== RECORDS FOR THE TASK ==

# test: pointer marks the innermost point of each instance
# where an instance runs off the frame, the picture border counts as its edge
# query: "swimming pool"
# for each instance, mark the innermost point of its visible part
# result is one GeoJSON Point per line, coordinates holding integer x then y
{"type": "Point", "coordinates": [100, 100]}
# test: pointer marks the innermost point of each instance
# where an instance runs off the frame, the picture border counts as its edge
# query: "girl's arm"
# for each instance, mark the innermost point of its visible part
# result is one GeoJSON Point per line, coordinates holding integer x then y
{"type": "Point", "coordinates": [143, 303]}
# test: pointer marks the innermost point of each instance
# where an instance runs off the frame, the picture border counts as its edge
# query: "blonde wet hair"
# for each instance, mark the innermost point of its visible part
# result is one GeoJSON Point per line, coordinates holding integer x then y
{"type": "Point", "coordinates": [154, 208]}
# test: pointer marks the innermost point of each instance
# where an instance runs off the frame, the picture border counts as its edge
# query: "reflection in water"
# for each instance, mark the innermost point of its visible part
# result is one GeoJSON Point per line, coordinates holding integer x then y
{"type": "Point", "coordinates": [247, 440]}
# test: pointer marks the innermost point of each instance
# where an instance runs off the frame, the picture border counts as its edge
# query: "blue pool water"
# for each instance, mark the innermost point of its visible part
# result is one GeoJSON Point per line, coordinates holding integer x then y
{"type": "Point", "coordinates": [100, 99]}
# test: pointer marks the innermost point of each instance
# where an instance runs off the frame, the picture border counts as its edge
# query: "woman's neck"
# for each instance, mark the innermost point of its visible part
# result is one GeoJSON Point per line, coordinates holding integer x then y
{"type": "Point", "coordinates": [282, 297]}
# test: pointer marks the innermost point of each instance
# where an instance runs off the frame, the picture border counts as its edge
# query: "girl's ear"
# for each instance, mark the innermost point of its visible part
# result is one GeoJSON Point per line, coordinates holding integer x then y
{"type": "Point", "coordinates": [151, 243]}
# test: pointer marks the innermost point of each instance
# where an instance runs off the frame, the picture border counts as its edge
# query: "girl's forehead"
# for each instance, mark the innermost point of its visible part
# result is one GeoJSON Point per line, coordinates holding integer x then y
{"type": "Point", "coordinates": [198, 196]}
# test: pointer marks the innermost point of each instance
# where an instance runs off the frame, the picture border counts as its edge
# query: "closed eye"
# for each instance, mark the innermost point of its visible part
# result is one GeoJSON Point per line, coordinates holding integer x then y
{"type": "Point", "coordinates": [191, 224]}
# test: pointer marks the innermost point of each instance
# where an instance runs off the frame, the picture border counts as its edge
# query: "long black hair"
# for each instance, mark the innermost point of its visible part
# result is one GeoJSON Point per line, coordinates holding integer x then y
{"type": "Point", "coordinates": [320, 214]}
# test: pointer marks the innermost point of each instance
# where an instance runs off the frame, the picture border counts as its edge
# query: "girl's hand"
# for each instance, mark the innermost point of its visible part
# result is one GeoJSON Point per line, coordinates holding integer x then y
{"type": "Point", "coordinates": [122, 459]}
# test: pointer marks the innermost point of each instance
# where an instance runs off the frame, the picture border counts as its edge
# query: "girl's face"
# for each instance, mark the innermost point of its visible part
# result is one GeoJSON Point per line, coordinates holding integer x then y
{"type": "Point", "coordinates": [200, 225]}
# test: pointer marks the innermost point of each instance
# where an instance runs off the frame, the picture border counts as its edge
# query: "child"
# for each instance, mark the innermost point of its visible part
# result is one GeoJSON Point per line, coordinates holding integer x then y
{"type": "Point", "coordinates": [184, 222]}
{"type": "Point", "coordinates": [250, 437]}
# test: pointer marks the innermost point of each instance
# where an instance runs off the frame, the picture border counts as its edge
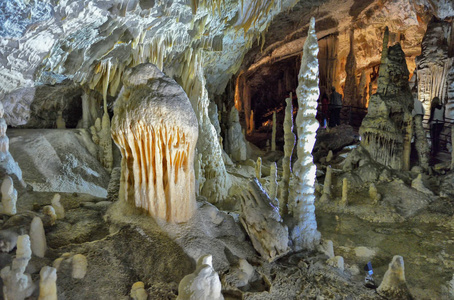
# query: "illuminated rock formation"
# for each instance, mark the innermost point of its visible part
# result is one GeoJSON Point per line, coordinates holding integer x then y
{"type": "Point", "coordinates": [38, 242]}
{"type": "Point", "coordinates": [386, 130]}
{"type": "Point", "coordinates": [236, 143]}
{"type": "Point", "coordinates": [156, 130]}
{"type": "Point", "coordinates": [48, 283]}
{"type": "Point", "coordinates": [17, 285]}
{"type": "Point", "coordinates": [394, 285]}
{"type": "Point", "coordinates": [9, 196]}
{"type": "Point", "coordinates": [289, 143]}
{"type": "Point", "coordinates": [261, 219]}
{"type": "Point", "coordinates": [433, 66]}
{"type": "Point", "coordinates": [203, 284]}
{"type": "Point", "coordinates": [301, 202]}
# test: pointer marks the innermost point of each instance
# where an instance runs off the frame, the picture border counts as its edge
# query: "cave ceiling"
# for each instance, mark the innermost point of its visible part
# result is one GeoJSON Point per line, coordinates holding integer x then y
{"type": "Point", "coordinates": [47, 42]}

===

> TASK BRIEF: Word for word, print every record, and leave out any picture.

> SOLUTION TO THIS EXERCISE:
# test: pointer marks the innermost point of each instance
# where an instance runs off the frame, the picture border counts as its edge
# query: "swimming pool"
# for each instance, mark the innermost point of its visible part
# result is one GeoJSON Point per line, coordinates holding integer x then y
{"type": "Point", "coordinates": [100, 100]}
# test: pointer marks the innermost point of each instance
# where an instance runs off the frame, the picture border counts as its edge
# query: "girl's arm"
# for each instance, mark the innermost point of its visible part
# result is one GeoJSON Point per line, coordinates holding integer x then y
{"type": "Point", "coordinates": [143, 303]}
# test: pointer marks the innermost point of each instance
# where an instance runs off the frame, the picture border counts as its edge
# query: "blonde wet hair"
# for each instance, mark the innermost point of its visible part
# result is one GeoJSON Point per line, coordinates holding integer x then y
{"type": "Point", "coordinates": [154, 208]}
# test: pointer marks the innermost point of each instance
# where an instance runs off the frame, the picture border counts as its edge
# query: "reflection in water"
# for each instance, mark the innermost point of its visible part
# result is one GeoJSON Point per line, coordinates holding integer x then y
{"type": "Point", "coordinates": [247, 440]}
# test: pointer marks the innermost point of each instance
# where an instance runs off the frame, the picture border counts as its edge
# query: "blue pool water"
# for each instance, mark the innermost point of its visible part
# result is one GeoJSON Point per line, coordinates holding integer x then y
{"type": "Point", "coordinates": [100, 99]}
# test: pointer marks the innermost point of each instance
# where an instance runs off the frame, the picture border counts as its edge
# query: "woman's neck"
# for each instance, mark the innermost point of its visible part
# result is one GeoJSON Point per line, coordinates holding integer x then y
{"type": "Point", "coordinates": [282, 297]}
# test: pointer marks the innermost point of each instance
# where an instance runs off the frame, the picture border counts as its edge
# query: "girl's ear"
# for each instance, mark the innermost point of its visible part
# result is one GeoJSON Point per line, coordinates holding integer x then y
{"type": "Point", "coordinates": [151, 243]}
# test: pointer marks the innermost point of each instance
# where an instance runs off the frame, the picture border counts as its edge
# query: "girl's forehead"
# for each instance, mark the innermost point of its visible part
# result is one GeoJSON Point per line, coordinates holding integer x then y
{"type": "Point", "coordinates": [198, 196]}
# test: pointer marks the innermost point of each instance
# where an instance runs off the frame, the picture border counts as its edge
# query: "closed eye"
# for each instance, mark the innermost point of its visible part
# result is one GeoJSON Point per line, coordinates holding integer x then y
{"type": "Point", "coordinates": [191, 224]}
# test: pointer marks the innermost point of each instance
# where an instance runs off the frame, the picture border counts as its edge
# query: "long black hair"
# for each instance, mark the innermost point of its visible part
# result is one GeoJSON Point per line, coordinates holding integer x then y
{"type": "Point", "coordinates": [320, 214]}
# test: pointer marks the innermost point of each instance
# where an instance runs off the frame, the picture border counts as its edge
# query: "girl's hand"
# for each instance, mark the innermost point of its visible part
# result is one GeoJSON Point per line, coordinates holding integer x then y
{"type": "Point", "coordinates": [122, 459]}
# test: pointer marks the innermost point of each instance
# where an instance runs off the frame, the picture border counts as its edge
# query: "girl's face"
# for each instance, mark the innermost point of its visible part
# result is one GeoJSON Point per line, coordinates holding integer x then y
{"type": "Point", "coordinates": [200, 225]}
# test: pointer marks the innermost point of each instance
# where an instance runs off the frame, the picture border counts as its edge
# query: "child"
# for each instance, mark the innermost point of its visible part
# result is one GeoJSON Point per line, coordinates holding integer x then y
{"type": "Point", "coordinates": [184, 222]}
{"type": "Point", "coordinates": [250, 437]}
# test: pointer marks the innermost point of each instance
# where an instance runs off the frame, the picture border counts as its edge
# query: "illuminated rock formation"
# for each instance, mark the innermost point of its visible part
# result is one GeoJSON Point per line, coordinates holding integer x then y
{"type": "Point", "coordinates": [38, 242]}
{"type": "Point", "coordinates": [386, 130]}
{"type": "Point", "coordinates": [236, 143]}
{"type": "Point", "coordinates": [156, 130]}
{"type": "Point", "coordinates": [48, 283]}
{"type": "Point", "coordinates": [17, 285]}
{"type": "Point", "coordinates": [394, 285]}
{"type": "Point", "coordinates": [9, 196]}
{"type": "Point", "coordinates": [289, 143]}
{"type": "Point", "coordinates": [261, 219]}
{"type": "Point", "coordinates": [433, 66]}
{"type": "Point", "coordinates": [203, 284]}
{"type": "Point", "coordinates": [301, 202]}
# test: pointer marks the innermost point of each instance
# where an instance runs off the frame, the picture border counts as its edge
# query: "cave ceiling"
# for each instance, mark the innermost point of its visible part
# result is one GeoJSON Point per line, coordinates holding integer x then y
{"type": "Point", "coordinates": [47, 42]}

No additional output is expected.